*TEKS BACAAN*.

● ● ● ● ●

Kamis 04 Jun 2015 07:40 WIB

Aptisi Minta PTS AuditIjazah Dosennnya

Rep: heri purwata/ Red: Taufik Rachman
 Edy Suandi Hamid
Foto: Republika/Agung Supriyanto
Edy Suandi Hamid

REPUBLIKA.CO.ID,YOGYAKARTA -- Asosiasi Perguruan Tinggi Swasta Indonesia (APTISI) meminta APTISI Wilayah dan pimpinan PTS agar melakukan pencegahan terjadinya penggunaan dan penyebaran ijazah palsu. Semua pimpinan PTS diminta melakukan audit  terhadap ijazah dosen, dan tenaga kependidikan di lingkungan masing-masing.

Demikian seruan APTISI yang ditandatangani Ketua Umumnya, Prof Edy Suandi Hamid dan Sekretaris Jendral Prof Suyatno, Senin (1/6). Seruan ini dikeluarkan menyusul maraknya jual beli ijazah asli tapi palsu atau ijazah palsu.

 

Dijelaskan Edy, APTISI juga meminta pimpinan PT memberikan sanksi tegas dan memberhentikan mereka yang menggunakan ijazah palsu  atau asli tapi palsu.

"APTISI juga mengingatkan kembali seruan yg pernah disampaikan. Di antaranya, kampus seharusnya bukan saja menjadi institusi yang melahirkan cendekiawan, menghasilkan riset yang bermanfaat bagi pemecahan masalah yang ada di masyarakat, namun juga harus menunjukkan diri sebagai lembaga yang menjadi panutan dan teladan dalam prilakunya, etikanya, dan dalam melaksanakan  norma-norma yang berlaku," kata Edy, Rabu (3/6).

● ● ● ● ●

[Catatan dari sebuah dataset]
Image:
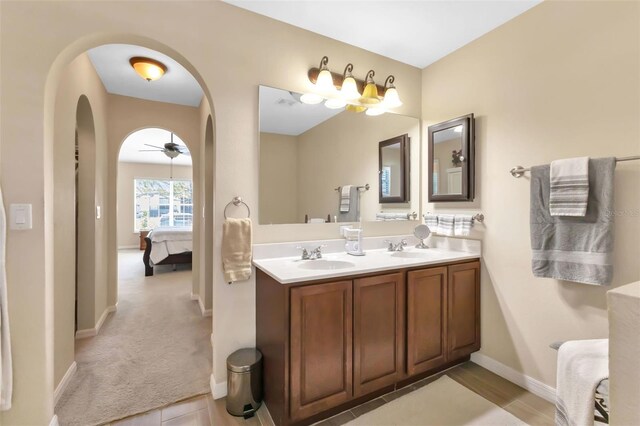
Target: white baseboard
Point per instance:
(64, 383)
(203, 311)
(218, 390)
(529, 383)
(90, 332)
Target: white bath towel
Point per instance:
(345, 198)
(582, 364)
(569, 187)
(463, 224)
(445, 224)
(6, 371)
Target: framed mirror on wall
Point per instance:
(394, 170)
(451, 160)
(319, 164)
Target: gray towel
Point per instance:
(576, 249)
(353, 213)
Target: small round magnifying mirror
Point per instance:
(421, 232)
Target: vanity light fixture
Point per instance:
(370, 92)
(148, 68)
(324, 83)
(349, 90)
(391, 98)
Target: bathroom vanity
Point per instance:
(341, 330)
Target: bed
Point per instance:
(167, 246)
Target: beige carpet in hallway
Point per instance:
(153, 351)
(443, 402)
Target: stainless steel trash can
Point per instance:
(244, 382)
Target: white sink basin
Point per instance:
(325, 265)
(422, 254)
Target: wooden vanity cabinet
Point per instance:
(328, 346)
(321, 345)
(378, 332)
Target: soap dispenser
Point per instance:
(353, 244)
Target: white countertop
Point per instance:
(287, 270)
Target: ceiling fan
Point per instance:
(170, 149)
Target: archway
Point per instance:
(104, 202)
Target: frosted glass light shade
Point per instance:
(372, 112)
(355, 108)
(370, 95)
(311, 99)
(335, 103)
(324, 83)
(349, 89)
(147, 68)
(391, 98)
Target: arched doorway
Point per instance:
(103, 212)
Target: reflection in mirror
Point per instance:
(315, 162)
(394, 185)
(451, 151)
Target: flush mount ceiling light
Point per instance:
(370, 93)
(391, 97)
(148, 68)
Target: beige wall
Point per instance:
(279, 179)
(89, 119)
(561, 80)
(127, 172)
(223, 56)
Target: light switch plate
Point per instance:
(20, 217)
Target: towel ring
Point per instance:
(236, 202)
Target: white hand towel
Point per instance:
(445, 224)
(569, 187)
(582, 364)
(345, 198)
(236, 249)
(6, 371)
(463, 224)
(431, 220)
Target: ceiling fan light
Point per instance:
(391, 98)
(148, 68)
(311, 99)
(335, 103)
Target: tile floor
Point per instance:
(204, 410)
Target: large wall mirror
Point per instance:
(323, 165)
(451, 160)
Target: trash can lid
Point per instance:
(244, 360)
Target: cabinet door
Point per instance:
(377, 332)
(321, 347)
(426, 315)
(463, 317)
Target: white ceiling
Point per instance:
(281, 112)
(177, 86)
(130, 150)
(415, 32)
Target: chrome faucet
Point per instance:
(313, 254)
(396, 247)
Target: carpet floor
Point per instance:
(443, 402)
(155, 350)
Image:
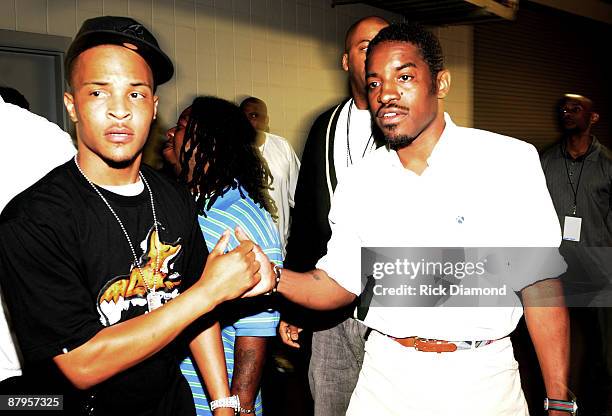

● ● ● ● ●

*TUGAS A*. Tuliskan semua nama orang yang muncul dalam berita tentang audit ijazah dosen.
*TUGAS B*. Ubah paragraf berita audit ijazah dosen yang dimulai dengan "REPUBLIKA.CO.ID,YOGYAKARTA -- Asosiasi Perguruan Tinggi Swasta Indonesia" menjadi daftar poin singkat.
*TUGAS C*. Teruskan berita tentang audit ijazah dosen itu mulai dari kalimat terakhirnya.

*JAWABAN A*.
- Edy Suandi Hamid
- Suyatno
- heri purwata
- Taufik Rachman
- Agung Supriyanto

*JAWABAN B*.
- APTISI meminta APTISI Wilayah dan pimpinan PTS mencegah penggunaan dan penyebaran ijazah palsu.
- Semua pimpinan PTS diminta mengaudit ijazah dosen dan tenaga kependidikan di lingkungan masing-masing.

*JAWABAN C*.
Karena itu, kata Edy, sungguh tidak patut dan perlu ditindak secara tegas kalau sampai ada perguruan tinggi yang mengeluarkan ijazah yang tidak sesuai dengan norma akademik. Apalagi kalau sampai memperjualbelikan ijazah, itu bukan saja tidak pantas, melainkan sudah menjijikkan. "Tindakan tegas harus diberikan kepada oknum dan lembaga yang melakukan praktik kotor tersebut," katanya.

Lebih lanjut Edy mengatakan sanksi tersebut bisa saja sampai penutupan perguruan tinggi. atau program studi (Prodi) jika kegiatan itu merupakan kebijakan formal lembaga. "Namun kalau itu perilaku oknum, maka oknumnya yang harus dihukum berat dan dikeluarkan dari lingkungan akademik," tandasnya.

Apapun hukumannya, kata Edy, jangan sampai mengorbankan para dosen, tenaga kependidikan, dan mahasiswa yang tidak bersalah atau tidak tahu menahu dengan ulah oknum itu. Nasib mereka harus dipikirkan kalau sampai PT atau prodinya ditutup.

Komunitas kampus perguruan tinggi seharusnya berada di garda depan dalam membangun dan mencontohkan karakter kejujuran, disiplin, tanggung jawab, kerja keras, dan penegakan norma-norma yang ada, termasuk norma akademik dalam proses pendidikannya. "Jadi tindakan memalukan yang diduga dilakukan oleh oknum pengelola pendidikan tinggi segera dihentikan dan jangan sampai terulang," katanya.

Kondisi saat ini menggambaran keprihatinan bahwa perilaku menghalalkan segala cara , termasuk mencari jalan pintas, untuk berburu kesenangan dan nafsu hedonistik sudah merambah ke kampus.

Ketika ditanya bagaimana dengan ijazah yang dikeluarkan? Edy mengatakan itu harus ditarik, ijazahnya dibatalkan, dan gelarnya juga harus dicabut. "Ini penting untuk shock therapy agar tidak muncul kasus serupa di masa depan. Para pelaku yang terlibat tidak cukup hukuman administratif. Jika itu sudah masuk ranah kriminal, maka seharusnya juga ada sanksi pidana.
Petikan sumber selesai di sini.